TASK DIRECTIONS
Reproduce every line of the entries, requests included, from the start through the line holding "[[156, 123], [190, 56], [64, 120]]", inclusive. Add -65 to each coordinate value in the answers.
──────
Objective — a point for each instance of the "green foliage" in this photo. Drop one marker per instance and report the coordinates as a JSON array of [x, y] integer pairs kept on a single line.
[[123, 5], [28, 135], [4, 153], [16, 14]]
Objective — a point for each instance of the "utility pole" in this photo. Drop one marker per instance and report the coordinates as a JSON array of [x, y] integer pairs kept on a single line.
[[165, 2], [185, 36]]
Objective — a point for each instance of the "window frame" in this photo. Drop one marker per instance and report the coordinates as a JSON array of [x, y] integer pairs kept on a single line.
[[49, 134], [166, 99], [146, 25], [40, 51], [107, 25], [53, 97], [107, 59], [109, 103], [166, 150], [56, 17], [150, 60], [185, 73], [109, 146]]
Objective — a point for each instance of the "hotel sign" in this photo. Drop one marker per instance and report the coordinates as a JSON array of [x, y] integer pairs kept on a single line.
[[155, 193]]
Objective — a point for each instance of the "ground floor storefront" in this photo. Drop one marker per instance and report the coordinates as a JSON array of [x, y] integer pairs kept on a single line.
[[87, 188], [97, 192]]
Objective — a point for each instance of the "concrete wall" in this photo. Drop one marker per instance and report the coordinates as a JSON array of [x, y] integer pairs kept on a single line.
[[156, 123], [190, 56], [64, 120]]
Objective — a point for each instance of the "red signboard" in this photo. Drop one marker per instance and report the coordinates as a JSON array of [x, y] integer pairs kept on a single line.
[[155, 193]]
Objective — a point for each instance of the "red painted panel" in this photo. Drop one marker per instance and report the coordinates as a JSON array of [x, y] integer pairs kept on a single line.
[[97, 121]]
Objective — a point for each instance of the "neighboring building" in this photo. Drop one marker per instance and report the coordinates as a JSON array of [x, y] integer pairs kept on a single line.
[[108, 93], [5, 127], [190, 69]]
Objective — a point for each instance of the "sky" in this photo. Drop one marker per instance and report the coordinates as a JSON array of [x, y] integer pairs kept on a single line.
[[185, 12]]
──────
COMPLETE ANSWER
Objective — a point for each instance of the "green foliage" in this photo. Drop one marker per instance and report the coordinates as a JSON array of [x, y] integer pairs kept on a single line.
[[58, -60], [-37, 70], [-61, 88], [-49, -51]]
Objective — a point for each instance of the "utility pole" in this photo. Drop one marker per instance and report the coordinates as a JSON array of [x, y] integer pairs kept on a single line.
[[100, -63], [120, -29]]
Objective — a point for each instance of the "window frame" in this photo. Drop one marker per instance and report the coordinates as a JSON array of [x, y] integer pairs kept on a single line.
[[-16, 69], [101, 34], [81, -40], [-25, -14], [42, -40], [-12, 32], [42, -6], [44, 38], [101, 85], [-9, -48], [85, -5], [120, 8], [44, 81]]
Objective — a point for each instance of the "hotel sign" in this photo. Drop one marker per instance and report the coordinates as a JSON array of [x, y] integer pairs kept on a single line.
[[90, 128]]
Objective — a point for each instance of the "ground floor storefront" in this photo. Drop one marker per instance and report the coordinates as a JSON array of [x, y] integer pairs kept on a single line.
[[22, 123], [32, 127]]
Objective — a point for each instance of the "concrete wall" in this photo. Drop one marker per instance and report the coordinates as a JSON array of [x, y] integer pairs kept on a single line.
[[91, 58], [125, -9], [-1, 55]]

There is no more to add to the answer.